Text segment:
──────────

In a beautiful prayer, Sister Faustina prays that Jesus’ mercy, this most profound attitude which he brought to the world from the heart of God, so to speak, might thoroughly imbue us, indeed that it might become, as it were, the form of our Being, of our life.”

I want to be completely transformed into Your mercy and to be Your living reflection, O Lord. May the greatest of all divine attributes, that of Your unfathomable mercy, pass through my heart and soul to my neighbor.
Help me, O Lord, that my eyes may be merciful, so that I may never suspect or judge from appearance, but look for what is beautiful in my neighbors’ souls and come to their rescue.
Help me, that my ears may be merciful, so that I may give heed to my neighbors’ needs and not be indifferent to their pains and moanings.
Help me, O Lord, that my tongue may be merciful, so that I should never speak negatively of my neighbor, but have a word of comfort and forgiveness for all.
Help me, O Lord, that my hands may be merciful and filled with good deeds, so that I may do only good to my neighbors and take upon myself the more difficult and toilsome tasks.
Help me, that my feet may be merciful, so that I may hurry to assist my neighbor, overcoming my own fatigue and weariness. My true rest is in the service of my neighbor.
Help me, O Lord, that my heart may be merciful so that I myself may feel all the sufferings of my neighbor. I will refuse my heart to no one. I will be sincere even with those who, I know, will abuse my kindness. And I will lock myself up in the most merciful Heart of Jesus. I will bear my own suffering in silence. May Your mercy, O Lord, rest upon me….
O my Jesus, transform me into Yourself, for You can do all things.
Amen.

From Diary of Saint Maria Faustina Kowalski: Divine Mercy in My Soul

Do you grasp the heart of this beautiful prayer, my friends? It is a prayer for mercy, but not for us, but rather that we might be merciful, that we might be his instrument of Mercy to our suffering neighbors. The prayer isn’t that God fix my personal problems, but that He help me to fix others’ problems. We look at the coming elections and seek to vote for someone to fix our problems, but the prayer for mercy is a vote for the mercy that WE might do, with God’s help.

──────────

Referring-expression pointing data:
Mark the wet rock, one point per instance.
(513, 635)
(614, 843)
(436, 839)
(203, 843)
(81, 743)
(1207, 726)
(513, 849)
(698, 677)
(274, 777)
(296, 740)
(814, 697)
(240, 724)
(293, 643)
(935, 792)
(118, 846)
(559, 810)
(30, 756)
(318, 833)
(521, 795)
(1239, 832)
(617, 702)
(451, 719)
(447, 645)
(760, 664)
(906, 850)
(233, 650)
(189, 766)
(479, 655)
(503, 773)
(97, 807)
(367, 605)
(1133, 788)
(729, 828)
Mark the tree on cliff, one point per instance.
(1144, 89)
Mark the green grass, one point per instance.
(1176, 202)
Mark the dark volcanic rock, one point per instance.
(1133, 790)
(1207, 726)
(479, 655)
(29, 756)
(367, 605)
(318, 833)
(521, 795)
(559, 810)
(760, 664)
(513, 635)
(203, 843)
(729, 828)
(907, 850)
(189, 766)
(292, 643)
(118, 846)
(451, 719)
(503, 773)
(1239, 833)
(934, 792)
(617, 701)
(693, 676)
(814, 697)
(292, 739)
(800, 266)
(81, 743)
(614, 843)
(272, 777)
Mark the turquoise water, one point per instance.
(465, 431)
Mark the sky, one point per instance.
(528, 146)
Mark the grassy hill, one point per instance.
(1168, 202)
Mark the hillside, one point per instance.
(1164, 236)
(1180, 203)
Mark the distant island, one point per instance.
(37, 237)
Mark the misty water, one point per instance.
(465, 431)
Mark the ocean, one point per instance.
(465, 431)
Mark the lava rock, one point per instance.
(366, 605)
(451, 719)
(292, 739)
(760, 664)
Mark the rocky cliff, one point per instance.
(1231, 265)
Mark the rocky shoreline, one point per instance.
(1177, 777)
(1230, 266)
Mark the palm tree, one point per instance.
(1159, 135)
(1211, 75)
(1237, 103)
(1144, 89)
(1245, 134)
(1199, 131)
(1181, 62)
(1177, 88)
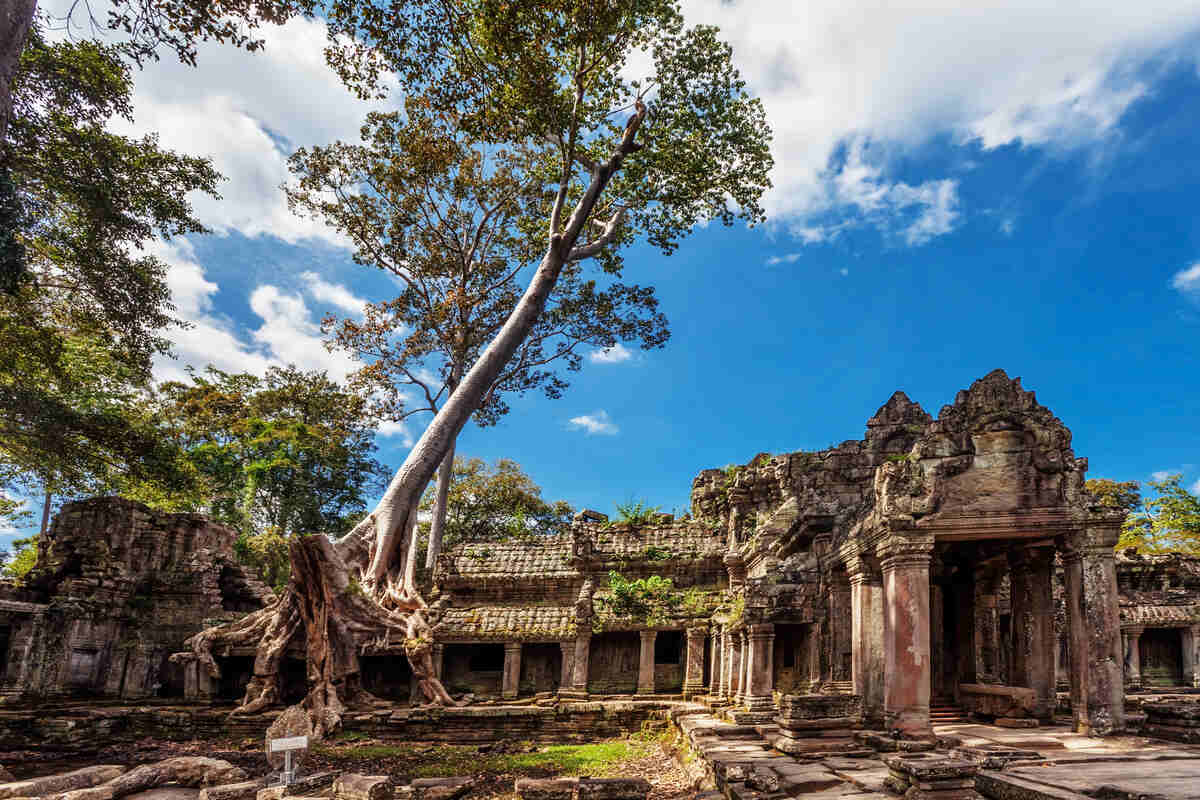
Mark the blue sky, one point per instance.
(957, 191)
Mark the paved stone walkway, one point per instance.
(1048, 763)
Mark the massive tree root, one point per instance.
(329, 612)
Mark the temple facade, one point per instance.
(953, 561)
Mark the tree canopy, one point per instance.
(83, 323)
(497, 503)
(1167, 523)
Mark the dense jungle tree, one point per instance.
(79, 331)
(286, 453)
(635, 127)
(1165, 523)
(449, 217)
(496, 503)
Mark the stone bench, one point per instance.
(583, 788)
(994, 701)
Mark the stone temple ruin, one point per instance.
(937, 566)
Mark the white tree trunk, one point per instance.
(16, 20)
(437, 528)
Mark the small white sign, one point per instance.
(291, 743)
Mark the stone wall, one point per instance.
(115, 590)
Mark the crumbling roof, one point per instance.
(657, 542)
(547, 557)
(508, 623)
(1161, 615)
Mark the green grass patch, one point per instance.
(598, 758)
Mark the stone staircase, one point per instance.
(945, 711)
(742, 763)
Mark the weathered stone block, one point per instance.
(1015, 722)
(352, 786)
(553, 788)
(612, 788)
(82, 779)
(441, 788)
(243, 791)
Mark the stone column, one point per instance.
(646, 663)
(1191, 641)
(715, 659)
(964, 633)
(867, 637)
(438, 653)
(735, 680)
(936, 641)
(1097, 685)
(511, 678)
(745, 665)
(760, 679)
(568, 677)
(1132, 637)
(1033, 642)
(905, 561)
(580, 666)
(987, 629)
(694, 663)
(841, 635)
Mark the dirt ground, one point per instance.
(498, 765)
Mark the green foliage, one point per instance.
(282, 455)
(23, 558)
(597, 758)
(1115, 494)
(1169, 523)
(496, 503)
(429, 184)
(652, 600)
(81, 326)
(636, 513)
(267, 552)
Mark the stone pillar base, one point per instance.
(760, 703)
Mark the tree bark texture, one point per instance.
(358, 594)
(437, 527)
(16, 20)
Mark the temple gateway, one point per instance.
(935, 567)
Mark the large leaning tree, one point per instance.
(636, 127)
(449, 217)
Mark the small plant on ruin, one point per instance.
(635, 513)
(651, 600)
(654, 553)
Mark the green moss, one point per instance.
(598, 758)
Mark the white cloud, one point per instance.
(287, 334)
(904, 74)
(249, 112)
(1188, 281)
(616, 354)
(791, 258)
(333, 293)
(593, 423)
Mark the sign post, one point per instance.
(287, 746)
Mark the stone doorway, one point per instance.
(541, 668)
(1162, 657)
(235, 673)
(389, 677)
(473, 668)
(793, 662)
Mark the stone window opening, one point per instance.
(669, 648)
(486, 657)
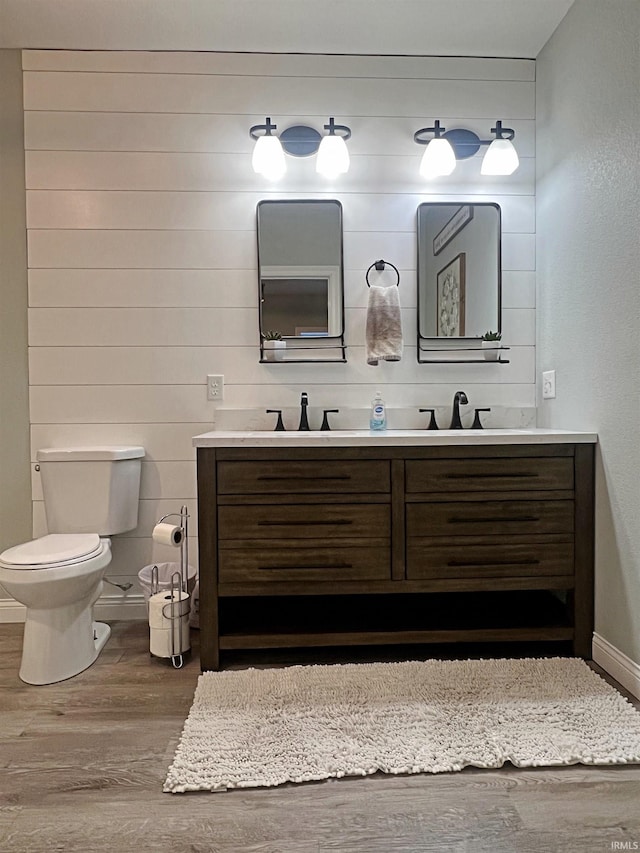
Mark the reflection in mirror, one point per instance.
(459, 273)
(301, 280)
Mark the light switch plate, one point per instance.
(215, 388)
(548, 384)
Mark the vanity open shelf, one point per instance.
(336, 546)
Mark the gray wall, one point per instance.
(15, 482)
(588, 262)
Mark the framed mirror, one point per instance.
(459, 275)
(301, 281)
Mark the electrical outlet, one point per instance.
(215, 388)
(548, 384)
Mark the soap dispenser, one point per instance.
(378, 419)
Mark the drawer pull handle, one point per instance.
(303, 568)
(461, 563)
(489, 519)
(304, 523)
(488, 475)
(287, 477)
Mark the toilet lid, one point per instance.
(56, 549)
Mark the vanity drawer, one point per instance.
(487, 561)
(481, 518)
(304, 521)
(279, 565)
(489, 475)
(303, 477)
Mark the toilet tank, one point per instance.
(91, 489)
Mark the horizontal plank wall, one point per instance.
(141, 206)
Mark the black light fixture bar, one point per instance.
(465, 143)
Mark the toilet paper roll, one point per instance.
(167, 534)
(160, 639)
(160, 606)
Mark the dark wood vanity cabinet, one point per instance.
(344, 546)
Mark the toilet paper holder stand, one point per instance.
(179, 583)
(183, 515)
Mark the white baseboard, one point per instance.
(109, 607)
(618, 665)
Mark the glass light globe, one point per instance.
(268, 157)
(501, 158)
(333, 156)
(438, 159)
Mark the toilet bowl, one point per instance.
(90, 493)
(58, 578)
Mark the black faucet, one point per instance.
(458, 397)
(304, 402)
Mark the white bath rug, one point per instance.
(266, 727)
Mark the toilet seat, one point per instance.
(53, 550)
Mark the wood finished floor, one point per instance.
(82, 765)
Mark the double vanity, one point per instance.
(352, 538)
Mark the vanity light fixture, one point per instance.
(268, 156)
(300, 141)
(501, 157)
(333, 155)
(461, 144)
(439, 157)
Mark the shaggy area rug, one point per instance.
(266, 727)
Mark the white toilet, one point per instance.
(89, 494)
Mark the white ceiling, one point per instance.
(513, 28)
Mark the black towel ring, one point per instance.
(380, 265)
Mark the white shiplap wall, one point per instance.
(142, 247)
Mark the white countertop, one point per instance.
(390, 438)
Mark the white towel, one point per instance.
(384, 325)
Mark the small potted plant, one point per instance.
(273, 346)
(491, 345)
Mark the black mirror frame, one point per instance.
(339, 344)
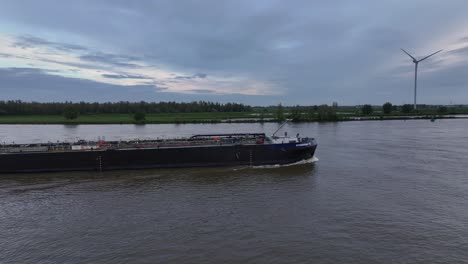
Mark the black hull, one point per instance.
(176, 157)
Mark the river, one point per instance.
(381, 192)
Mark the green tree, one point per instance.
(367, 109)
(70, 113)
(442, 110)
(387, 108)
(139, 116)
(295, 114)
(407, 108)
(326, 113)
(279, 112)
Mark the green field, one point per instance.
(125, 118)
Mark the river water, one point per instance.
(381, 192)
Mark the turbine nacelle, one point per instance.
(415, 61)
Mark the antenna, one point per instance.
(416, 62)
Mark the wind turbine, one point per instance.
(416, 62)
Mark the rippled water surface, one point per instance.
(381, 192)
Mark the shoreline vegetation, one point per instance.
(18, 112)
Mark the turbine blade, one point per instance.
(429, 55)
(407, 54)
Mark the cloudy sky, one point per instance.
(255, 52)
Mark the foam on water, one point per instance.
(301, 162)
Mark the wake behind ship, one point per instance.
(244, 149)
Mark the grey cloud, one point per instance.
(32, 41)
(111, 59)
(31, 84)
(459, 51)
(313, 52)
(123, 76)
(204, 91)
(197, 75)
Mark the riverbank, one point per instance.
(194, 118)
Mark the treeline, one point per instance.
(57, 108)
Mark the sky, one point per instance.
(255, 52)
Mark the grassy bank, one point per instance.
(206, 117)
(124, 118)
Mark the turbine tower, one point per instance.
(415, 61)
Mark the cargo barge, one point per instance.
(236, 149)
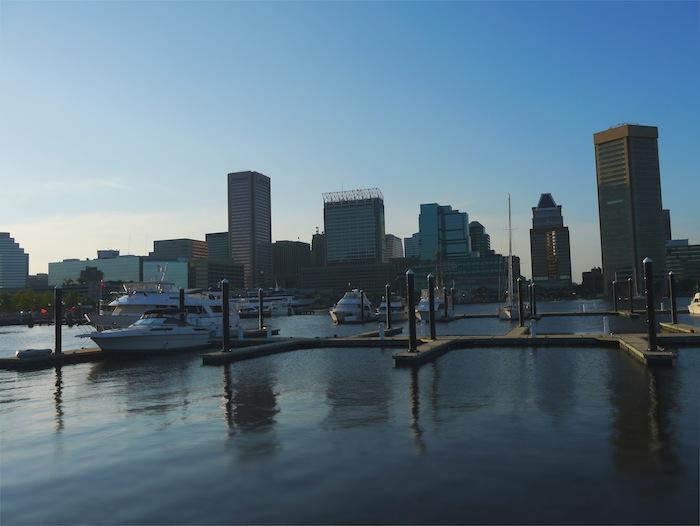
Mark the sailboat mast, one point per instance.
(510, 257)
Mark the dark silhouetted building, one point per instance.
(550, 249)
(393, 247)
(288, 257)
(444, 233)
(318, 249)
(479, 239)
(178, 248)
(354, 226)
(592, 281)
(411, 246)
(629, 203)
(667, 224)
(14, 263)
(217, 245)
(250, 226)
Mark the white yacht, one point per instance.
(347, 310)
(423, 307)
(399, 310)
(694, 307)
(155, 331)
(202, 308)
(509, 310)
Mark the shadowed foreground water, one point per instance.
(339, 436)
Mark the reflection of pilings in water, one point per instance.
(415, 412)
(228, 397)
(58, 400)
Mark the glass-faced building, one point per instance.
(444, 233)
(550, 248)
(14, 263)
(354, 226)
(250, 226)
(629, 203)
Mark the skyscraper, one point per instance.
(14, 263)
(549, 244)
(479, 239)
(354, 225)
(629, 203)
(444, 233)
(411, 246)
(393, 247)
(250, 226)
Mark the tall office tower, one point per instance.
(479, 239)
(444, 233)
(411, 246)
(666, 214)
(629, 203)
(14, 263)
(318, 249)
(179, 248)
(250, 226)
(393, 247)
(354, 225)
(549, 244)
(217, 245)
(288, 258)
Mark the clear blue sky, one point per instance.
(119, 121)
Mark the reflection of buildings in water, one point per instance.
(155, 385)
(414, 397)
(58, 400)
(250, 406)
(555, 382)
(642, 398)
(358, 394)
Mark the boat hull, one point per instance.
(150, 343)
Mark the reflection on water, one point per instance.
(478, 436)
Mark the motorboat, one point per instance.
(347, 310)
(154, 332)
(694, 307)
(203, 308)
(509, 310)
(399, 310)
(423, 307)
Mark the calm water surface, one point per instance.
(338, 435)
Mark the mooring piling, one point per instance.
(672, 295)
(410, 296)
(387, 295)
(431, 305)
(521, 312)
(651, 309)
(57, 317)
(226, 344)
(260, 310)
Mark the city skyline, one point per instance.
(160, 146)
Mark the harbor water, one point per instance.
(511, 435)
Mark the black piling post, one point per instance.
(630, 294)
(410, 296)
(362, 306)
(226, 345)
(387, 294)
(431, 305)
(444, 301)
(672, 295)
(533, 304)
(651, 309)
(57, 317)
(521, 312)
(260, 313)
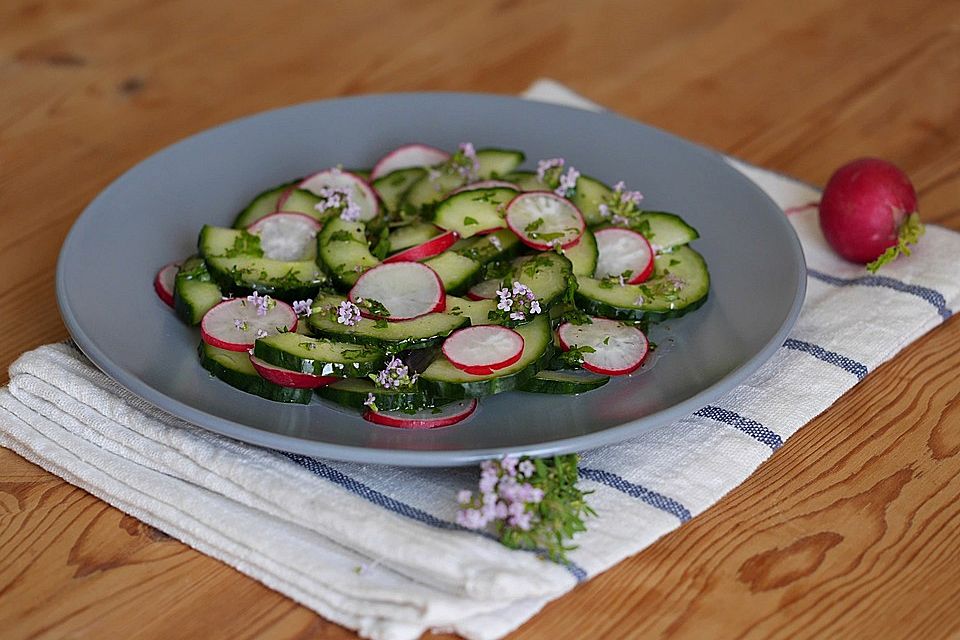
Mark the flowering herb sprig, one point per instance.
(529, 503)
(395, 375)
(348, 314)
(621, 206)
(262, 303)
(516, 302)
(338, 201)
(551, 173)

──────────

Exercises to complete:
(A) Print everything from "Help me, O Lord, that my hands" down to "service of my neighbor." in the text on Sister Faustina's prayer for mercy, copied word for word.
(B) Carry on the text on Sister Faustina's prayer for mercy from the point where it stops.

Answers to the tasks:
(A)
Help me, O Lord, that my hands may be merciful and filled with good deeds, so that I may do only good to my neighbors and take upon myself the more difficult and toilsome tasks.
Help me, that my feet may be merciful, so that I may hurry to assist my neighbor, overcoming my own fatigue and weariness. My true rest is in the service of my neighbor.

(B)
I asked what message did the Romans and atheists hear which turned them from the circuses and sin of their time? I think the answer is in the words of the Romans themselves: “See how they love one another.”

I have only read the first chapter of Cardinal Schonborn’s book. It is titled “We Have Found Mercy.” From what I have read thus far, it seems that he implies that “where” this mercy is to be found is in the mirror. And then perhaps even today those who seek to have happiness given to them --- or to take it from others --- and those who think it is love when they constantly seek to pleasure their bodies (and ask others to pay for their sins), perhaps even today these people may tire of this “love” they give to themselves and again marvel at true love, and say once again: “See how they love one another.”

What greater love than this, that a man lay down his life for his friend?

I pray the Divine Mercy Prayer daily: “Have mercy on us and on the whole world.” I think I shall copy this other Divine Mercy prayer and begin to pray it daily also --- and look in the mirror.

If we want to save our country, we have to start by saving one person at a time --- our neighbor.